* [Extrait choisi]
◇ ◇ ◇ ◇ ◇

Intervention de Frédérique Espagnac

Commission des affaires économiques — Réunion du 19 novembre 2014 : 1ère réunion
Loi de finances pour 2015 — Mission « agriculture alimentation forêt et affaires rurales » et compte d'affectation spéciale « développement agricole et rural » - examen du rapport pour avis

Photo de Frédérique EspagnacFrédérique Espagnac, rapporteure :

C'est la première fois que je suis amenée à présenter devant notre commission les crédits de la MAFFAR, en me concentrant exclusivement sur le programme 206 qui porte sur la « sécurité et la qualité sanitaires de l'alimentation ».

Comme le remarquaient vos rapporteurs dans les précédents rapports budgétaires de la commission, la sécurité sanitaire des produits agricoles et alimentaires constitue une impérieuse nécessité pour l'ensemble des acteurs de la filière car toute suspicion fait que le consommateur se détourne massivement des produits douteux, entraînant un effondrement économique pour les producteurs : cela a été constaté pour le concombre en juin 2011, ou encore pour les lasagnes et produits transformés à base de boeuf lors de la crise de la viande de cheval début 2013.

La France bénéficie plutôt d'un haut niveau de sécurité sanitaire des produits agricoles et alimentaires. Mais, ce constat n'est pas sans nuances. En février dernier, la Cour des comptes, dans son rapport annuel, a porté un jugement sévère sur l'insuffisance des contrôles du ministère de l'agriculture sur la période 2009-2012. La Cour constatait que les établissements de remise directe n'étaient susceptibles de recevoir la visite des services de l'État qu'en moyenne tous les 10 à 12 ans, dans la mesure où seulement 7 % d'entre eux sont contrôlés chaque année. La Cour déplorait également l'insuffisance des contrôles sur les denrées provenant d'importations d'autres pays de l'Union européenne. La Cour critiquait enfin le fait que les non-conformités constatées lors des contrôles étaient rarement sanctionnées.

◇ ◇ ◇ ◇ ◇

* [Liste extraite]
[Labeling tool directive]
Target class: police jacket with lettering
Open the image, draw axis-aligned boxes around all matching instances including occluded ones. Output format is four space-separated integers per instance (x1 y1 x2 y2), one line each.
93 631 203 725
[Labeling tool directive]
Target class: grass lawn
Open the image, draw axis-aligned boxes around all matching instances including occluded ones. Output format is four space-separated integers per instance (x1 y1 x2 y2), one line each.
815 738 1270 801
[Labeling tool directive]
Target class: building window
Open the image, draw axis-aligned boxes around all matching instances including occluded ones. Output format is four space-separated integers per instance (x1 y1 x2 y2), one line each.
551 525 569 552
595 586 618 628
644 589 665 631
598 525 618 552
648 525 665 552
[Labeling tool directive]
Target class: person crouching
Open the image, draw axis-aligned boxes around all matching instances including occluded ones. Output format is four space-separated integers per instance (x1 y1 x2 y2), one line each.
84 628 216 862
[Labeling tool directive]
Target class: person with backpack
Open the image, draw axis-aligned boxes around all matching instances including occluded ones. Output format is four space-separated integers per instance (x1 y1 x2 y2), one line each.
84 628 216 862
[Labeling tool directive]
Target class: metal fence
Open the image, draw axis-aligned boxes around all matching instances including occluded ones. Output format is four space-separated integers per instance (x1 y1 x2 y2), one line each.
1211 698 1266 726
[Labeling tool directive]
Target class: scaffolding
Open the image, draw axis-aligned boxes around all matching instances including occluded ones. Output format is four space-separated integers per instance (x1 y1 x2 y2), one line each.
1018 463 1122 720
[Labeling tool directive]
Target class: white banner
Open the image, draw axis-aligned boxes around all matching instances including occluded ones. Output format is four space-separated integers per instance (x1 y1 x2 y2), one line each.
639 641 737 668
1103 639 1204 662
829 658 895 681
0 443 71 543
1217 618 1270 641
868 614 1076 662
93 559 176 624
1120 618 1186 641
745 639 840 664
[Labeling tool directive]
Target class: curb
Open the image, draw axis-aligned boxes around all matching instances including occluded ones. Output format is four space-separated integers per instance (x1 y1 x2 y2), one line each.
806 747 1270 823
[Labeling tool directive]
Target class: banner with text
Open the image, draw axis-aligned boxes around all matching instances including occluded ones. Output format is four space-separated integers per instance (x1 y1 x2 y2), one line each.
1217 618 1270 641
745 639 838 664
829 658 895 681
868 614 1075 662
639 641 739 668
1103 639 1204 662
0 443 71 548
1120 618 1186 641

◇ ◇ ◇ ◇ ◇

* [Travail à faire]
a) Pour chaque affirmation, dites si l'extrait sur la sécurité sanitaire de l'alimentation la confirme (oui ou non) et citez les mots du texte qui tranchent : (i) selon la Cour des comptes, seulement 7 % des établissements de remise directe sont contrôlés chaque année ; (ii) la Cour des comptes a publié son rapport annuel en juin 2011 ; (iii) la rapporteure a déjà présenté plusieurs fois les crédits de la MAFFAR devant la commission.
b) Reprenez l'extrait sur la sécurité sanitaire de l'alimentation à la suite de sa dernière phrase.

* [Réponses ci-dessous]
a)
(i) Oui : « seulement 7 % d'entre eux sont contrôlés chaque année ».
(ii) Non : « En février dernier, la Cour des comptes, dans son rapport annuel ».
(iii) Non : « C'est la première fois que je suis amenée à présenter devant notre commission les crédits de la MAFFAR ».

b)
Dans le même temps, l'Office alimentaire et vétérinaire européen (OAV), placé auprès de la direction générale « Santé et consommation » de la Commission européenne, avait mené à la mi-2013 un audit dans les abattoirs de volaille en France, montrant de graves lacunes en matière d'hygiène, de respect du bien-être animal et de graves non-conformités au niveau des inspections ante mortem et post mortem des animaux. Le risque était après une telle inspection de voir le commerce de viande de volaille remis en cause, avec l'interdiction de délivrer des certificats pour les opérateurs concernés.

A ces insuffisances dans le dispositif national de sécurité alimentaire, il existe une cause commune : la forte réduction des moyens humains consacrés à cette mission. La révision générale des politiques publiques (RGPP) a conduit entre 2007 et 2012 à la suppression de pas moins de 620 postes dans les services vétérinaires. Cela ne pouvait être sans conséquence. Dans le même temps, la direction générale de la concurrence, de la consommation et de la répression des fraudes (DGCCRF), chargée de coopérer sur le terrain avec les agents du ministère de l'agriculture, au sein des directions départementales de la protection de la population (DDPP), a connu une saignée de ses effectifs, comme en témoigne l'analyse des crédits de la mission « Économie ».

Il faut donc inverser la tendance. Cette inversion avait déjà été entamée lors des précédents budgets : le budget pour 2013 avait divisé par deux la baisse prévue des effectifs des services vétérinaires ; le budget 2014 avait sanctuarisé ces effectifs. Le budget 2015 va plus loin puisqu'il prévoit la création de 60 postes pour le contrôle dans les abattoirs de volaille, ce qui se traduit par une remontée du plafond d'emploi en année pleine sur le programme 206 de 20 ETP.

Au final, les crédits du projet de loi de finances pour 2015 sont quasiment identiques à ceux de 2014, à 501 millions d'euros en autorisations d'engagement comme en crédits de paiement, contre 505 millions d'euros en 2014.

Plus de la moitié du budget, soit 285 millions d'euros, est constitué des salaires et cotisations sociales des personnels du ministère de l'agriculture, avec un peu plus de 4 500 équivalents temps plein (ETP), auxquels il faut ajouter un peu plus de 200 agents des services centraux, direction générale de l'alimentation (DGAL), brigade nationale d'enquêtes vétérinaires et phytosanitaires (BNEVP), qui sont pris en charge sur le programme 215 consacré à la conduite et au pilotage de la politique agricole.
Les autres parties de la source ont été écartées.